(Records for this exercise begins)

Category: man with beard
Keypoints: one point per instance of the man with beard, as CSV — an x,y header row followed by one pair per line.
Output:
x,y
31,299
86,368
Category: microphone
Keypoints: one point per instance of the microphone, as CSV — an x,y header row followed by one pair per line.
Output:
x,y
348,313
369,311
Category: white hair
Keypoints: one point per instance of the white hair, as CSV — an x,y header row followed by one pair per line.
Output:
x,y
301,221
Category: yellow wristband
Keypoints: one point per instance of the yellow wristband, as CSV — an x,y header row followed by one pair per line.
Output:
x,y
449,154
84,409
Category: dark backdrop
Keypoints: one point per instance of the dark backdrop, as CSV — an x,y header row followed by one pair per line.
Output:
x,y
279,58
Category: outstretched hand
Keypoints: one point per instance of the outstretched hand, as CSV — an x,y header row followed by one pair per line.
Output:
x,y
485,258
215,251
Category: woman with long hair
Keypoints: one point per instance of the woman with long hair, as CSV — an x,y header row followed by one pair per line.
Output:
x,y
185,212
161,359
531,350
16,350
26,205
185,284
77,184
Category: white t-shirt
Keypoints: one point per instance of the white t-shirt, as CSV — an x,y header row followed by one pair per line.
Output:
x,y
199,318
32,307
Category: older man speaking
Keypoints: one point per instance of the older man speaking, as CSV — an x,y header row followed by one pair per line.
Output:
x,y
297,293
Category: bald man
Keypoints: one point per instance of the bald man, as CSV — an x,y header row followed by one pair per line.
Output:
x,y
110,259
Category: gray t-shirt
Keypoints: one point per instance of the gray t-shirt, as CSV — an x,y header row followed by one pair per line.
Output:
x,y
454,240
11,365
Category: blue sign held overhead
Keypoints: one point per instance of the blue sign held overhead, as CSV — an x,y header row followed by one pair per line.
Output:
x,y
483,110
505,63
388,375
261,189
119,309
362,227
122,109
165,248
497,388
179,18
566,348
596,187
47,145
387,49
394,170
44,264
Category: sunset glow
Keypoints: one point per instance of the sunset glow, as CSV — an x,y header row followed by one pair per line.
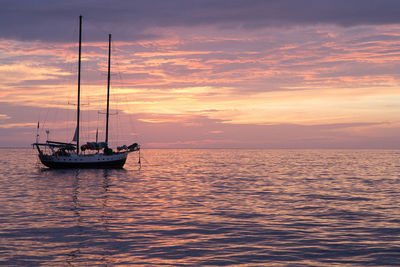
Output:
x,y
221,83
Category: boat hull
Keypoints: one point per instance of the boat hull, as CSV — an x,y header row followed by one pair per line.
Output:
x,y
84,161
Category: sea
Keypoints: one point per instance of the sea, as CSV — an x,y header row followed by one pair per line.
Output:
x,y
204,207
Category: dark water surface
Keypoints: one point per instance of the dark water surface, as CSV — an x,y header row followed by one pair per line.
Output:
x,y
204,208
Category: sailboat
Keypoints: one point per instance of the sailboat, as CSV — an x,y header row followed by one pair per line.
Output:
x,y
61,155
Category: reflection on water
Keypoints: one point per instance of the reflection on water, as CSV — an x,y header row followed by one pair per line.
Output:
x,y
204,207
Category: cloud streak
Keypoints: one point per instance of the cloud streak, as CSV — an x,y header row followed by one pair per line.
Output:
x,y
47,20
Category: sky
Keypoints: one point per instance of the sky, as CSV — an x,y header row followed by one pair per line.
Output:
x,y
293,74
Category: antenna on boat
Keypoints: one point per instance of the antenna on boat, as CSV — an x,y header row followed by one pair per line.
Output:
x,y
108,86
79,86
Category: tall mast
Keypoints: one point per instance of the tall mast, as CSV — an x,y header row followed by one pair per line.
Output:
x,y
108,85
79,85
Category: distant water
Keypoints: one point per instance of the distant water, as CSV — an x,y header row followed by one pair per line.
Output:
x,y
204,208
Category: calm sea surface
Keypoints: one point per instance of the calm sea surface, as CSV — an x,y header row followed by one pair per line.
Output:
x,y
204,208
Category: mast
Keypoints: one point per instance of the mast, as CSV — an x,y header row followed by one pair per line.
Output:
x,y
108,86
79,86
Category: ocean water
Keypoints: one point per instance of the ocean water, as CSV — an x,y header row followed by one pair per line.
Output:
x,y
204,208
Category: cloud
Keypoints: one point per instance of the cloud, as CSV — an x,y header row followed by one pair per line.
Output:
x,y
131,20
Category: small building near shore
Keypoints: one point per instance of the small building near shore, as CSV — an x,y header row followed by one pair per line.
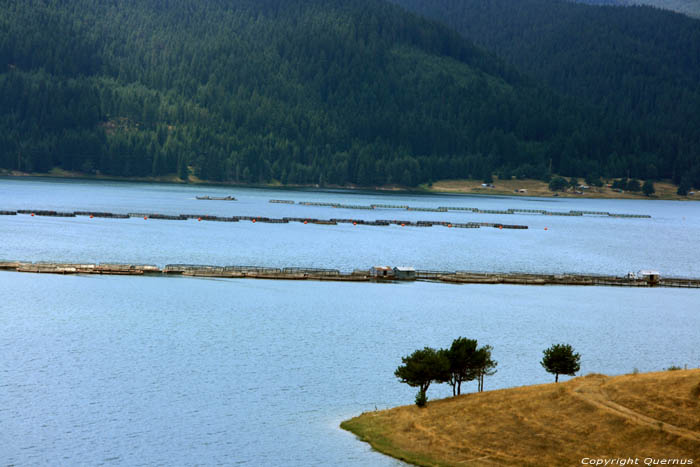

(Records for this exercise ends)

## The problem
A word-for-word transcription of the listing is needed, minus its images.

## Reply
Category: man with beard
Keypoints: one point per instance of the man with beard, as CSV — an x,y header row followed by one pair per line.
Output:
x,y
31,299
86,368
Category: microphone
Keypoints: one point per instance of the microphone, as CSV — an x,y header row followed by one pair per line.
Output:
x,y
348,313
369,311
Category: white hair
Keypoints: one point per instance of the white hair, as CSV — an x,y header row followed by one pair per line.
Output:
x,y
301,221
Category: yellow wristband
Keypoints: one point per instance of the yellow wristband, as CSV — an x,y header row followed by one pair per line.
Output:
x,y
449,154
84,409
Category: dark backdrop
Keypoints: one point per instance of the dark backdrop, as CSV — an x,y header row followed by one pair per line.
Output:
x,y
279,58
Category: outstretched hand
Keypoints: one point per instance of the outstretched hand, as CSV — an x,y header row followed by one pair per line.
Output:
x,y
485,258
215,251
Category: woman with long hair
Keypoints: one point per instance of the woman with long hair, as CSV — an x,y header row followed by one pair per line.
Output:
x,y
185,212
161,359
531,350
16,350
26,205
185,284
77,184
Category: white t-shirt
Keypoints: one point per instance of the white t-shirt, as CSV — an x,y header row followed by one pair per line.
Output:
x,y
199,318
32,307
Category: older man speaking
Keypoints: one point per instance of the older man speaking, as CSV — an x,y header row followed by one pair per line.
Output:
x,y
297,293
Category: bald man
Keypoints: one point per instance of the bald man, as CSV — an x,y header row followed by one pair per line.
Output:
x,y
110,259
Category: gray t-shirt
Keypoints: one point per instance of the gray t-shirt, as CSV — an x,y header row followed by one pair per line.
Output:
x,y
454,240
11,365
Category: blue sign held overhead
Keypoints: one point per instance of the blue sign held overhead, as CSV — an x,y header row followed by one pair per line.
Output:
x,y
483,110
505,63
388,375
261,189
119,309
362,227
122,109
165,248
497,388
179,18
566,348
596,187
47,145
387,49
394,170
44,264
Category: sunset glow
Keypoints: one point per instance of the sunset glow, as CSV — an x,y header row followed by one pair per line.
Output:
x,y
221,83
Category: boat hull
Keypoints: one point per instance of the boat hull, as CSV — an x,y header row followed by one pair per line.
Output:
x,y
84,161
Category: sea
Keypoints: one point per instance of the sea, as CSV — an x,y header row followed by one pair per line.
Output:
x,y
204,207
Category: dark water surface
Keypoints: one point per instance of the dark water surface, as CSV — an x,y header row followed by one pair per line.
Output:
x,y
204,208
Category: sailboat
Keypoints: one point per instance of the sailboat, as CSV — an x,y header row followed by one pair per line.
Output:
x,y
61,155
Category: reflection on water
Keypoints: one point per instance of the reflection on water, as CSV — an x,y header row followed by one pair per line.
Output:
x,y
204,207
Category: cloud streak
Keypoints: one point per instance of the cloud streak, as CSV — an x,y header row followed by one pair per line.
Output:
x,y
47,20
Category: sky
Keypoints: one point per instance of the sky, as CSV — an x,y header row followed by one pair per line.
Output:
x,y
293,74
Category: antenna on boat
Keypoints: one point per instance of the antenna on boat, as CSV — an x,y header row followed by one pair per line.
Output:
x,y
108,86
79,86
Category: tall mast
Keypoints: one point per instance of the tall mast, as CSV — an x,y header row followed by one pair per line.
Output:
x,y
108,85
79,85
Category: distant water
Keypoints: one point per instance of the distant water, as CSV — an x,y header row followed by one pair per line.
Output:
x,y
204,208
Category: calm sea surface
Keypoints: one point per instance of the calm sea surface, as CSV — an x,y header row followed by one pair per line.
Output:
x,y
204,208
Category: mast
Keypoints: one point per instance of the mast, as CSV — an x,y header row followed by one pair per line.
Output:
x,y
108,86
79,86
Category: ocean water
Keypoints: one point per instance of the ocean water, as CSV — an x,y header row followed by one pair per line.
Output:
x,y
204,208
Category: cloud
Keypoints: one point per instance of the cloud, as CSV — an x,y header row followed by one pair per line.
Output:
x,y
131,20
Category: small building near shore
Keypoints: one point per instance of the small building near shore, as CSV — an x,y header row followed by one pair per line.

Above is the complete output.